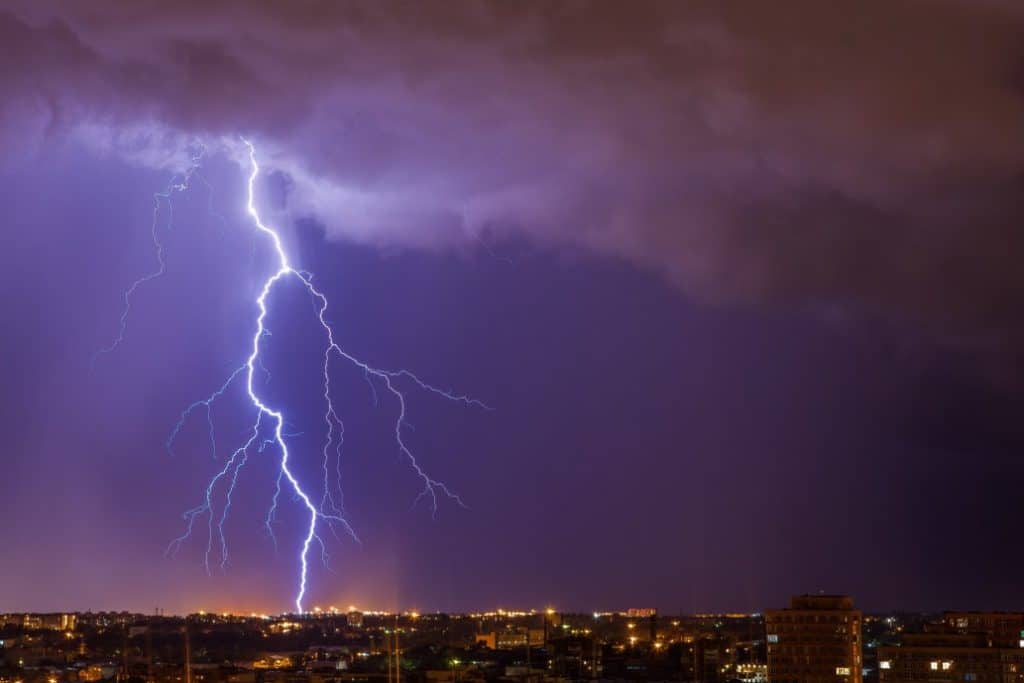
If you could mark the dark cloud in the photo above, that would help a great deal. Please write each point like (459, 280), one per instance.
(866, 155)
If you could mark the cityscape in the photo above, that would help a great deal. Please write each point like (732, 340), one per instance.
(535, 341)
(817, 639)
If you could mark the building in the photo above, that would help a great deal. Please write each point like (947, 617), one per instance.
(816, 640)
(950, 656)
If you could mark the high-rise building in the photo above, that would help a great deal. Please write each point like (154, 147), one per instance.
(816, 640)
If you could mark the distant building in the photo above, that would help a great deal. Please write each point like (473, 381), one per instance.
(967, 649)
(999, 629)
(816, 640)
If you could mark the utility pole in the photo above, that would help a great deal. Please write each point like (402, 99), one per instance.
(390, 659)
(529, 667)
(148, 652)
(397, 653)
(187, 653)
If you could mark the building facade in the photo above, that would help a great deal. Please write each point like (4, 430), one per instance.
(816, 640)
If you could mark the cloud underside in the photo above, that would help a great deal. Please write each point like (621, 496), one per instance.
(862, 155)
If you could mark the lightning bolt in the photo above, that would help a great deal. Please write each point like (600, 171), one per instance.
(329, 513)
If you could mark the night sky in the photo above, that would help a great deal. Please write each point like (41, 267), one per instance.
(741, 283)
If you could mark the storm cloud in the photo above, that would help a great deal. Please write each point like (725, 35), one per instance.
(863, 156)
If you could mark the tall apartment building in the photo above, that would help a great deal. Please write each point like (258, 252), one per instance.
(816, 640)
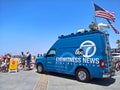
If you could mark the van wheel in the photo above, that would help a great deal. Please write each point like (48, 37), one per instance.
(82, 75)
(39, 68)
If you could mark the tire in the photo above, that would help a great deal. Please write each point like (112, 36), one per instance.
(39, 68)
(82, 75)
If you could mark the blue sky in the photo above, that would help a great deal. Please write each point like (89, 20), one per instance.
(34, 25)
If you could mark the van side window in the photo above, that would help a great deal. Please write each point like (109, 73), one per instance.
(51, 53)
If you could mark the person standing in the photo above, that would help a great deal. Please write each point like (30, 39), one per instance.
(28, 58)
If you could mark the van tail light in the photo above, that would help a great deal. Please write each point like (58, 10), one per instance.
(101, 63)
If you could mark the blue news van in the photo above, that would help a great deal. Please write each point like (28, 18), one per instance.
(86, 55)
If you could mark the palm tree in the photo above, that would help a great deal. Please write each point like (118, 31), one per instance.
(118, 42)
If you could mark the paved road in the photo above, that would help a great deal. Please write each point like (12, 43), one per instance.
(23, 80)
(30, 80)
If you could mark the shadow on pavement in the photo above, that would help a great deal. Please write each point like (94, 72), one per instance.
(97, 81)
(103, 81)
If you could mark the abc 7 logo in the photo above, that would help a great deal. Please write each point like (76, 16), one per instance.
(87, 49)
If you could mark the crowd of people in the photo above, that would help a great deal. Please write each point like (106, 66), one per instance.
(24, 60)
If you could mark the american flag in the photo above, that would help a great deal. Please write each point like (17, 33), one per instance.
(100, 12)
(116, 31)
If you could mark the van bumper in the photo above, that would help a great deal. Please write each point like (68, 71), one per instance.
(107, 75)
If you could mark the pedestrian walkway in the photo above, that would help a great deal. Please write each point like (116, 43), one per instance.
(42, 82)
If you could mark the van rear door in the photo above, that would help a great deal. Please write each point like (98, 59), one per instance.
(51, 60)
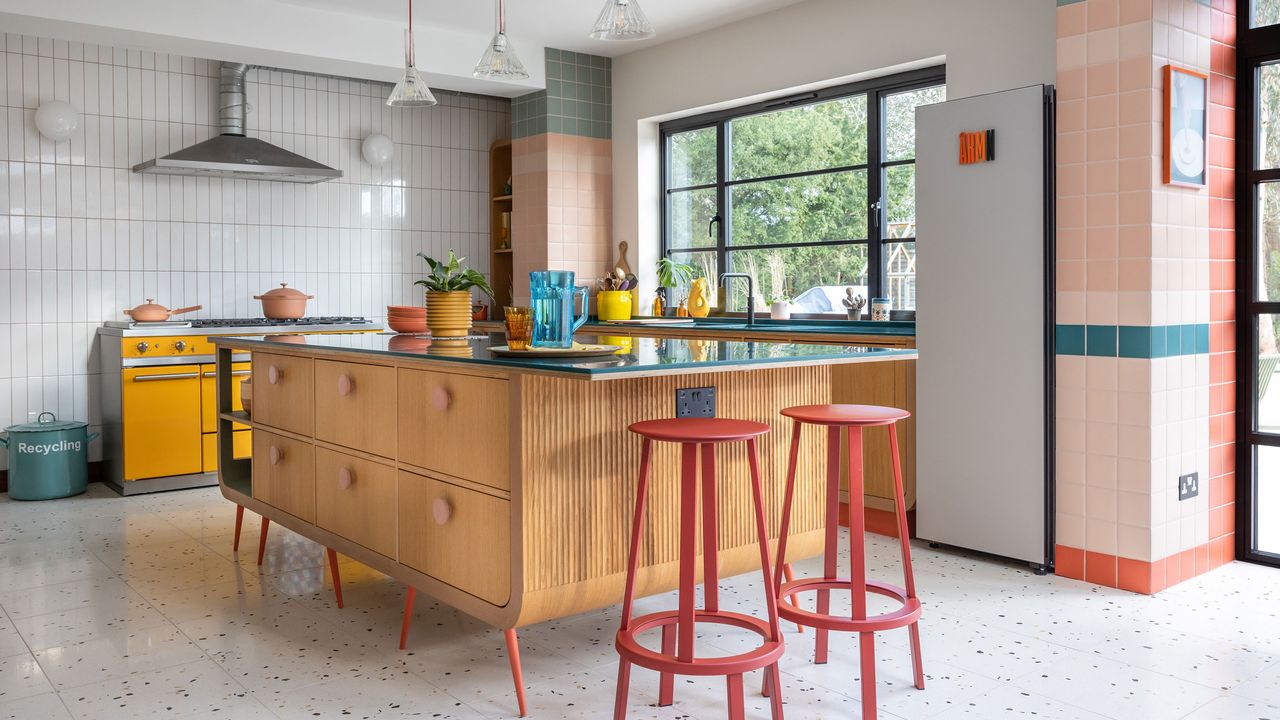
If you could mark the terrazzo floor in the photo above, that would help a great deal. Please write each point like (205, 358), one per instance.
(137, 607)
...
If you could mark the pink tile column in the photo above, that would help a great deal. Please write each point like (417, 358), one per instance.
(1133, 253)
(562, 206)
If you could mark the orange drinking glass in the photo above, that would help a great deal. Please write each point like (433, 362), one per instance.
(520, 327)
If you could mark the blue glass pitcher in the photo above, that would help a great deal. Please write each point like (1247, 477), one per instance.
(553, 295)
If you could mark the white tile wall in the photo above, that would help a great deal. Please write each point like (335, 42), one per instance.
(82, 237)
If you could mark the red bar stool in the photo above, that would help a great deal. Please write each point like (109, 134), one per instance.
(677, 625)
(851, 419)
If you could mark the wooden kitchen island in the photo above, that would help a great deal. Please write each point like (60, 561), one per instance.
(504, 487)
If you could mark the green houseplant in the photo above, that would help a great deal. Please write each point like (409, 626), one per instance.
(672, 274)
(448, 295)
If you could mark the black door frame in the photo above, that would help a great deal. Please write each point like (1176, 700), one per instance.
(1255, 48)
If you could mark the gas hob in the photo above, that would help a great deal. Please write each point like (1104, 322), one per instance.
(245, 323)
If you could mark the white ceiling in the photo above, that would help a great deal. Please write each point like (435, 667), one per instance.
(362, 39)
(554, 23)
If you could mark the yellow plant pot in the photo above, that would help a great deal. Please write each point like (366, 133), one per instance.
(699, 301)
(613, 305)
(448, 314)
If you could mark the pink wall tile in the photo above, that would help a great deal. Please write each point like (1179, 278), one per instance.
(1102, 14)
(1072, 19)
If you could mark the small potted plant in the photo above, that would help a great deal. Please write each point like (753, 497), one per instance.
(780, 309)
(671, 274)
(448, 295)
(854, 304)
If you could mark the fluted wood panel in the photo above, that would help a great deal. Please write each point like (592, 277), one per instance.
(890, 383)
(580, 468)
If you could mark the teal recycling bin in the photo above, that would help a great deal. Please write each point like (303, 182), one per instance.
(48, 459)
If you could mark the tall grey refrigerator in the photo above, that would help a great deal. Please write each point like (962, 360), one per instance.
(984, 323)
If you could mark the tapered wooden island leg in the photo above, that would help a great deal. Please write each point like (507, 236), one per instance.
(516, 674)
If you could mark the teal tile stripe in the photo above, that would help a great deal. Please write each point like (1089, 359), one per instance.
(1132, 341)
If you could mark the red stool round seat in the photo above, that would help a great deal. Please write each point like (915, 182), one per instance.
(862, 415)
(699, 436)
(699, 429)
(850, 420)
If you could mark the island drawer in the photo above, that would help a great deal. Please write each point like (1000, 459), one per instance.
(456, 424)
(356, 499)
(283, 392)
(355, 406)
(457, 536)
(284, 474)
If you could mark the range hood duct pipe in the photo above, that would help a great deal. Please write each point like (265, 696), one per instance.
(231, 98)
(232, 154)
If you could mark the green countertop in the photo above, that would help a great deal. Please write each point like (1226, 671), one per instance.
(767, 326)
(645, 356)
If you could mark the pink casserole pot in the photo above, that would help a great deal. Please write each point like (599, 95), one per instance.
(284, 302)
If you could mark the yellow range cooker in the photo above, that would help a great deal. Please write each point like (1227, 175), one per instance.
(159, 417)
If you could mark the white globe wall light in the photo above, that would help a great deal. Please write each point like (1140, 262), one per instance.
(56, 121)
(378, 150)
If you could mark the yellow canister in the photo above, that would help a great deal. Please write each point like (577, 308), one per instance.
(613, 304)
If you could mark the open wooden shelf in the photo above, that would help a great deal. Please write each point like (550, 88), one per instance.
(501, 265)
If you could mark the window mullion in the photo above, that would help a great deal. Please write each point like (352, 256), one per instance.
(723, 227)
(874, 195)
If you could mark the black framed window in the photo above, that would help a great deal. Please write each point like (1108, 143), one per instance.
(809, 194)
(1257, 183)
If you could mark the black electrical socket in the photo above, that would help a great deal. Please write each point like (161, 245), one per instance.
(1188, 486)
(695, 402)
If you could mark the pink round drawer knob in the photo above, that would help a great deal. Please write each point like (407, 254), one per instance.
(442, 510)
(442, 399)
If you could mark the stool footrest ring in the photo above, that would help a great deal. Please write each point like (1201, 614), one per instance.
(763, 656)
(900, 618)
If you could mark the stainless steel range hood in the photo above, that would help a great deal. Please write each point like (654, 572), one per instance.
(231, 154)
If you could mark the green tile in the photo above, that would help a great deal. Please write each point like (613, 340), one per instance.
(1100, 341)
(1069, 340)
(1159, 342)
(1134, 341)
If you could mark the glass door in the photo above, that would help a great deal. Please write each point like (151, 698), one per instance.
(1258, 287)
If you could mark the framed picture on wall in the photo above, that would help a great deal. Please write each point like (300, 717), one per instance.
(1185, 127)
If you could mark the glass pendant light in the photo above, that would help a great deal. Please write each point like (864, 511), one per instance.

• **Your objective**
Copy the material word for word, from the line with "If you could mark the black electrical" to the line with "If you could mark the glass pendant", including both of those lines.

• **Answer to the task**
If you could mark the black electrical socket in the photo above, that would help a great deal. Please write each point like (161, 245), one per instance.
(1188, 486)
(695, 402)
If you could mark the pink round drawer knob in the photo above, that would help a great deal. Please write each point like (407, 254), one per instance.
(442, 510)
(442, 399)
If you could mark the stool footrest ring in the photo above, that would help a great deal. Please write each point like (1201, 614), one per instance.
(763, 656)
(900, 618)
If you could mark the stainless steel range hood in the photo above, that would help a great deal. Please write each point like (654, 572), one per instance.
(231, 154)
If you could mark the green tile in the photo above, that would help a great deal. Please write each point like (613, 340), one per instance.
(1100, 341)
(1069, 340)
(1159, 342)
(1134, 341)
If you could mark the glass door in the photo above, that would help a great deal. Please write each point like (151, 698), one per instance.
(1258, 287)
If you could mark the framed picture on wall in the photo above, that would help a great deal. Please write each point like (300, 717), one per instance.
(1185, 127)
If you could mark the glass pendant light in the photo above, that would help a great deal. Please write each point like (864, 511), one per instance.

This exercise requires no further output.